▸ **Texte à lire**

########################################

Enfin, on a seulement le choix entre infanterie, cavalerie et artillerie… Sans aucun autre détail. C’est-à-dire bien moins que dans les autres jeux de Paradox où les unités sont plus variées. Europa Universalis est certes moins centré sur le militaire qu’un Hearts of Iron, mais tout de même.
Les ajouts du patch
Hormis les corrections et optimisations habituelles, ainsi que des nouveautés de moindre importance comme de nouvelles idées nationales… ils concernent deux principaux axes et sont loin d’être anodins.
Il s’agit donc des avancées technologiques et de la gestion des cultures qui composent votre pays. Pour le premier point, un nouveau système fait donc son apparition : les institutions. Il remplace plus ou moins les groupes technologiques malgré son nom trompeur. En effet, si le terme « institution » est assez précis en histoire ou en droit (« les institutions de la République, les institutions européennes etc.), là il désigne des inventions, des courants de pensée déterminants pour l’époque couverte par le jeu.
Je m’explique : à une certaine date l’imprimerie va être découverte quelque part, ou ce courant de pensée qu’on nomme les Lumières. Ensuite, cette « institution » va se diffuser autour de son lieu d’apparition et une fois que toutes les provinces d’un pays la connaîtront, elle pourra peut être adoptée contre de l’argent. Cela donne des bonus et, surtout, permet de ne pas accumuler de retards technologiques : plus on attend pour l’adopter et plus le malus technologique sera grand, jusqu’à 50% au maximum.

########################################

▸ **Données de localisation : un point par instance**

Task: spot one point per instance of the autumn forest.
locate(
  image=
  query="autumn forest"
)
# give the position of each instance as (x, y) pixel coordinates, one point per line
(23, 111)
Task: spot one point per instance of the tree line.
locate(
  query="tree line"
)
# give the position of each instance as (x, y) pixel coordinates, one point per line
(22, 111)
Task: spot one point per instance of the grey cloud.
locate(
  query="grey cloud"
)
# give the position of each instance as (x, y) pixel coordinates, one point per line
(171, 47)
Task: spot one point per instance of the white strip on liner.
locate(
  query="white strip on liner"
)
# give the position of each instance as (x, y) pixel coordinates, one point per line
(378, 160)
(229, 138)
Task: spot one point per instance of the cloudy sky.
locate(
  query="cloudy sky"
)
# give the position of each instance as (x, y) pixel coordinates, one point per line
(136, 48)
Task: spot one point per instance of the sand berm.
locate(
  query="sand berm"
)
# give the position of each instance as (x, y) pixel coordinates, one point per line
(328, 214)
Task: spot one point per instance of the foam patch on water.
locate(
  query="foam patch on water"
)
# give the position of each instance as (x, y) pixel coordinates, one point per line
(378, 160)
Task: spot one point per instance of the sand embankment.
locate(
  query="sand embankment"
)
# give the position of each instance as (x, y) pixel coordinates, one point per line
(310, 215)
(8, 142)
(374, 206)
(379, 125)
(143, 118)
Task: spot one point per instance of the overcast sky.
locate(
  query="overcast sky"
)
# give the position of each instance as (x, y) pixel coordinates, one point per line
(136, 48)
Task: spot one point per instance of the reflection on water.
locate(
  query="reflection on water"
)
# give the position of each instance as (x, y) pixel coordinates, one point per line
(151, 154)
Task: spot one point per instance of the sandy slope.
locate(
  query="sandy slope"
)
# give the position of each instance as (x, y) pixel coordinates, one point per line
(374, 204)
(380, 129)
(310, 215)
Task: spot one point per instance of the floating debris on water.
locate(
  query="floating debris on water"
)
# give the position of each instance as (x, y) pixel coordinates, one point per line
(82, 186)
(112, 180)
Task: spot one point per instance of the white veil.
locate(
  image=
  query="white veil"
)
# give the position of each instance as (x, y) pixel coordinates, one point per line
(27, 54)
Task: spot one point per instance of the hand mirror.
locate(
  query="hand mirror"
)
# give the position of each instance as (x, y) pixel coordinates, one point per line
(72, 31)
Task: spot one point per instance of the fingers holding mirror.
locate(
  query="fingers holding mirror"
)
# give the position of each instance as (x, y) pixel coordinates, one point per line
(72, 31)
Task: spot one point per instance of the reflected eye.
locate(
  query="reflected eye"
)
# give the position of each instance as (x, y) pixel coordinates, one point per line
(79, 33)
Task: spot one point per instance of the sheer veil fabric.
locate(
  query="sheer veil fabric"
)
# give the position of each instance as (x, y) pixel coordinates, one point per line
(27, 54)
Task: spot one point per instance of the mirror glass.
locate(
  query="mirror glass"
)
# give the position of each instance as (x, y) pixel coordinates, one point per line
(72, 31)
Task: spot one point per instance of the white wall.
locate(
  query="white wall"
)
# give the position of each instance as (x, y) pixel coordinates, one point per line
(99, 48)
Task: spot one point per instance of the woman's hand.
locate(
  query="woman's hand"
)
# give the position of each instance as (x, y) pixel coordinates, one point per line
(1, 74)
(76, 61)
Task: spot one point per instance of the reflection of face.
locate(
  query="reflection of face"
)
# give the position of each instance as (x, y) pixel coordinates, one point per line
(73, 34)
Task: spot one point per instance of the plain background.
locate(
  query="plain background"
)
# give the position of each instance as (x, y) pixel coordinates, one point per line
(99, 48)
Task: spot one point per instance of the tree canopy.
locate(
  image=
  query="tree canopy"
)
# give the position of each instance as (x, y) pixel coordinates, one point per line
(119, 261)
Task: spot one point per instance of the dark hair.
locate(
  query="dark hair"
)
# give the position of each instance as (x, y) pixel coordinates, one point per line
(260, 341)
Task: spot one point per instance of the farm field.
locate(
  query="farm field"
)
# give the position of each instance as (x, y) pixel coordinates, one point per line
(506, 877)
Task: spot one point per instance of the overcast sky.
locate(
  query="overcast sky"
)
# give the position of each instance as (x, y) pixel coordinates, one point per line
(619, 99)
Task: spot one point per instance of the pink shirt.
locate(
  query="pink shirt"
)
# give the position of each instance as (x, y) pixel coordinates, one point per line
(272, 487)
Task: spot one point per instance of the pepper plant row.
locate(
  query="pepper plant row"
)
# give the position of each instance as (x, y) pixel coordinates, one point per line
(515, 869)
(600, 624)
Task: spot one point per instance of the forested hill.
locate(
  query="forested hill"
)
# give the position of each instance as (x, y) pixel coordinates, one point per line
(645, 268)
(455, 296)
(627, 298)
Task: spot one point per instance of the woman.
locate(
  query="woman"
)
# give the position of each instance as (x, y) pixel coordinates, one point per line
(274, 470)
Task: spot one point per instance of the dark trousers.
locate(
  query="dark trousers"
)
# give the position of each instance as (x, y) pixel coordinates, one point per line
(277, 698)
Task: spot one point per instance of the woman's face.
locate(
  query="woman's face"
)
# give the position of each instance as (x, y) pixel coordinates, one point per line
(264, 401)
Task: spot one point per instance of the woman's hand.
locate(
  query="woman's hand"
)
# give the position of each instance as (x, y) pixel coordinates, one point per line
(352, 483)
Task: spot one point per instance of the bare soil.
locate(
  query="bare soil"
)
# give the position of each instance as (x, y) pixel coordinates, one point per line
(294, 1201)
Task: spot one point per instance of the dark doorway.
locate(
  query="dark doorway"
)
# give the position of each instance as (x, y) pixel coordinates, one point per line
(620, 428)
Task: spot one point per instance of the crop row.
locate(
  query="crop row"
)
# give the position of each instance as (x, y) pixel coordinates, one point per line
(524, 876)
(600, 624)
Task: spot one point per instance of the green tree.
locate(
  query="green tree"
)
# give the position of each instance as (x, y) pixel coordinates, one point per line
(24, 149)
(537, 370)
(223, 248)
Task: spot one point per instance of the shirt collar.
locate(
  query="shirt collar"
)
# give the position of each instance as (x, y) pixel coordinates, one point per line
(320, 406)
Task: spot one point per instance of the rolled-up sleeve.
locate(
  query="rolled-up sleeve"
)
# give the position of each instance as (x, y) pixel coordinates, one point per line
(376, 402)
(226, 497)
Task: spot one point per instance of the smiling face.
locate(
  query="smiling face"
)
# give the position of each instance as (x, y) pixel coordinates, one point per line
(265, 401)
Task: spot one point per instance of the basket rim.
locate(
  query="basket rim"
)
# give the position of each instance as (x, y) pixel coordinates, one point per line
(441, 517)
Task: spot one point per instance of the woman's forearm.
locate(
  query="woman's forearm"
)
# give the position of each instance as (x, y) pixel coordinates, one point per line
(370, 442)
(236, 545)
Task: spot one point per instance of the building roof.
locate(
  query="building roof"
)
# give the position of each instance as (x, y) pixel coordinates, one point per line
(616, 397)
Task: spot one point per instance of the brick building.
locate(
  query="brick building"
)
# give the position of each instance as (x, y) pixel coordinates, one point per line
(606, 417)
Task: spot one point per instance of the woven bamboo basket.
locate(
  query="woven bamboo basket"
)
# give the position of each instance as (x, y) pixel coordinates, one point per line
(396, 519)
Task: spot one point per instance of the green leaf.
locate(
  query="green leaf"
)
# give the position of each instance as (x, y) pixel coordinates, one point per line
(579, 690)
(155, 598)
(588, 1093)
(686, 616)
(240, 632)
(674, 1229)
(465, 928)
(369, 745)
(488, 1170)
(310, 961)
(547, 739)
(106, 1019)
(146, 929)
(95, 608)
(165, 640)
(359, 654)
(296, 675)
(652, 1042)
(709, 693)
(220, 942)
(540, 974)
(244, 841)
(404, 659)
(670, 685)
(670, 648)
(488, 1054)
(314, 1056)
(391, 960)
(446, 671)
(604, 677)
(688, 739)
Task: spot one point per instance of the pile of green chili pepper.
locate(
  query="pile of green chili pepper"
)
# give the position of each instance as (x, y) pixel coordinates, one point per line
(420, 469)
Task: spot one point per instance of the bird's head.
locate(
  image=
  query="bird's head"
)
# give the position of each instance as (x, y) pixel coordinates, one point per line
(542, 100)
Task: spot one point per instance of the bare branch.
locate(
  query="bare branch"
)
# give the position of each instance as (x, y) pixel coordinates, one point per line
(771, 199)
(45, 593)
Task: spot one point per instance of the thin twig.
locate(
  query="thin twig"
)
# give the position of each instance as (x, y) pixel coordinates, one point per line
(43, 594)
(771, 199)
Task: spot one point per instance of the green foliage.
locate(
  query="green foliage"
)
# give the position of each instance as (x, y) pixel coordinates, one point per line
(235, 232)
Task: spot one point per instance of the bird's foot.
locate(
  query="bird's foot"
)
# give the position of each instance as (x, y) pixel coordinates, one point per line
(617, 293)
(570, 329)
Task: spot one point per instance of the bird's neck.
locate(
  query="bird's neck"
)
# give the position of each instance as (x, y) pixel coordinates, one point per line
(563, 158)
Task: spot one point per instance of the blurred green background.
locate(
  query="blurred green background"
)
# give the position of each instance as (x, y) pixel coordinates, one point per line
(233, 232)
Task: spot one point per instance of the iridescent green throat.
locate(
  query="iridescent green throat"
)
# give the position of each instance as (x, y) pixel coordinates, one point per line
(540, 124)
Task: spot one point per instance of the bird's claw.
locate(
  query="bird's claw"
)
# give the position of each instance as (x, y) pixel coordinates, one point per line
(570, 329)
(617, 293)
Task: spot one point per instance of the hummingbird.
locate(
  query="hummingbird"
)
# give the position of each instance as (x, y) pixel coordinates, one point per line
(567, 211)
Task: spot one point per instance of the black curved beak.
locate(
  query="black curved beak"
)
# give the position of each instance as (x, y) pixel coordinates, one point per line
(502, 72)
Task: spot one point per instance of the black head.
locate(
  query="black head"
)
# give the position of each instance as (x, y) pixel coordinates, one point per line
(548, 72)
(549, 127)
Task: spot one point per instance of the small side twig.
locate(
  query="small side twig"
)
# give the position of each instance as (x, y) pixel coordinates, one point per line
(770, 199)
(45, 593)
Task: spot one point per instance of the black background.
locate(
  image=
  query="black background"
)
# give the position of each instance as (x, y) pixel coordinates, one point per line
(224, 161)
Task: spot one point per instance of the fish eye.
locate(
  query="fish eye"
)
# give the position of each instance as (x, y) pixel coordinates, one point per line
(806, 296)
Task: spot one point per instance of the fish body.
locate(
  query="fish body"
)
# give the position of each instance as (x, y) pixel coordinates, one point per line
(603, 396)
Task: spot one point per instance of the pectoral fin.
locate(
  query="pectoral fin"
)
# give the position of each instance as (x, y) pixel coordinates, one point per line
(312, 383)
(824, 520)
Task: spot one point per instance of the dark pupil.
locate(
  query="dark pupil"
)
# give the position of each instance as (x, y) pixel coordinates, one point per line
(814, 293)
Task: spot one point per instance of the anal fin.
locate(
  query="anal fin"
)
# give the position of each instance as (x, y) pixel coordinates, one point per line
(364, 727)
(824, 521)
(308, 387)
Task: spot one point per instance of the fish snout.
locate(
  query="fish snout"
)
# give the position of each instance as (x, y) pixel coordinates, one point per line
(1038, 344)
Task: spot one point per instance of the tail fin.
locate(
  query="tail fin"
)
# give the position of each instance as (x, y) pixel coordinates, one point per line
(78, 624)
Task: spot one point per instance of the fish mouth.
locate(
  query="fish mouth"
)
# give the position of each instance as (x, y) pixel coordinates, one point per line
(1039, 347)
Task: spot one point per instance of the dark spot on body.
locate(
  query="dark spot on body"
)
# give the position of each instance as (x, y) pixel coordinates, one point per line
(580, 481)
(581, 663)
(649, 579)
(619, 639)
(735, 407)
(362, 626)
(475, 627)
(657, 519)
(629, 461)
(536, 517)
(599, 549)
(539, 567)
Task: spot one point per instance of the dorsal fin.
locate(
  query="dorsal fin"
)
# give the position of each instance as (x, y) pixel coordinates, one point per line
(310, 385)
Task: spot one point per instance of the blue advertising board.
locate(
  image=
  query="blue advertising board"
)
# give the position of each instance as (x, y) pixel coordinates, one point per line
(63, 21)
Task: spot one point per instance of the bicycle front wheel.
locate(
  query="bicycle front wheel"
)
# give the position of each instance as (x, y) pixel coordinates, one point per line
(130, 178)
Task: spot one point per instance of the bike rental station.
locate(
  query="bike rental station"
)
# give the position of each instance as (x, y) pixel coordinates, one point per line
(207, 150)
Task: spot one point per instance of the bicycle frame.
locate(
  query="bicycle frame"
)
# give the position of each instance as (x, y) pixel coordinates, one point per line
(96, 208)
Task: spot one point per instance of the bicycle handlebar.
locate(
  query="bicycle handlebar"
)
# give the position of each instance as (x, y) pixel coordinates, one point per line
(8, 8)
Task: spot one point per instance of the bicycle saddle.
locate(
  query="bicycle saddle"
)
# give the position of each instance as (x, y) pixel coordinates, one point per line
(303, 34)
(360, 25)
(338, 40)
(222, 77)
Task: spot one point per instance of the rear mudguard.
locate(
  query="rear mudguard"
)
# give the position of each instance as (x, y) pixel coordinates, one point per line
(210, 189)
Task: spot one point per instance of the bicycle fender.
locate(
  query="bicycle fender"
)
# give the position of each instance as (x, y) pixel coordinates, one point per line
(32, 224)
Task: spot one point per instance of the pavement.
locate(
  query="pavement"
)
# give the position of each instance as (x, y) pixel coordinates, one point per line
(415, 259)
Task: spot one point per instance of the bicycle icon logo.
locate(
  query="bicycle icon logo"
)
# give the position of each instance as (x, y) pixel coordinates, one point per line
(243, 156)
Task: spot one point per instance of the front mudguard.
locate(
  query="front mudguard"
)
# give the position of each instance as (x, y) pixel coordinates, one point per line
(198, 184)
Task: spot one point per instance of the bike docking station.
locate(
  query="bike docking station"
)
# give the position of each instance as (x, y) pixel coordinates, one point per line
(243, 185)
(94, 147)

########################################

▸ **Série d'exercices**
• 1. Répondez à ces questions d'après le texte sur Europa Universalis, chacune en quelques mots :
(a) Entre quels types d'unités le joueur peut-il choisir ?
(b) Quel nouveau système remplace plus ou moins les groupes technologiques ?
(c) Jusqu'à quel pourcentage le malus technologique peut-il monter ?
• 2. Poursuivez le texte sur Europa Universalis après sa dernière phrase.

▸ **Réponses dans l'ordre**
• 1.
(a) L'infanterie, la cavalerie et l'artillerie.
(b) Les institutions.
(c) 50 %.

• 2.
Si cette idée de diffusion de la technologie et de la pensée est plutôt bonne et fait penser à Crusader Kings II, je ne suis pas convaincu par le reste… Historiquement je vois mal un roi payer pour « adopter » officiellement la Renaissance, les Lumières ou l’imprimerie.
Que les dirigeants aient essayé de ne pas être en retard dans la course technologique, de se montrer comme des protecteurs des arts et des lettres, bien sûr, mais cela est assez mal modélisé à mon sens dans ce patch, et semble un peu artificiel. De plus, cela coûte parfois très cher. Référez-vous aux captures d’écran pour plus de détails.
Notons, à côté de cela, une refonte du système de cultures. Rappelez-vous : si vous détenez des provinces habitées par des populations n’ayant pas la culture de votre État, ou une culture acceptée, celles-ci connaissent des malus importants, notamment financiers. Jusque-là, des cultures étaient acceptées un peu par hasard, par évènements, et l’on pouvait dépenser des points diplomatiques pour les changer.
Si cela est toujours possible pour le second point, on gère désormais les cultures acceptées ou non par un nouvel onglet. La gestion est plus pratique, permet de choisir lesquelles mettre en avant ou non, et ce suivant des limites fixées par les doctrines et la technologie. Cela fonctionne plutôt bien et évite certains problèmes passés comme des cultures acceptées qui, du jour au lendemain, par décision arbitraire de l’IA, ne l’étaient plus.
Bref, un contenu important et qui va continuer à augmenter dans le futur. Notez donc l’arrivée prochaine du patch 1.19 et nommé « Denmark », notamment car il apportera des fonctionnalités supplémentaires pour ce pays intéressant à jouer : une carte et des unités revues par exemple.
Enfin, à côté de tout cela expédions un très dispensable Rights of Man Content pack, qui offre des visuels supplémentaires pour des unités d’Europe centrale et d’Afrique, le tout pour 6 euros. On aurait apprécié, comme toujours, que ce soit gratuit, surtout que l’on zoome rarement assez près pour voir le détail de ses troupes. Ne soyons toutefois pas mauvaises langues car le patch 1.18 apporte justement un DLC graphique gratis et intitulé Europa Universalis IV: Evangelical Majors Unit Pack, à télécharger manuellement par Steam. Lui aussi rajoute des visuels pour huit unités de nations européennes (Suède, Brandenbourg / Prusse et France).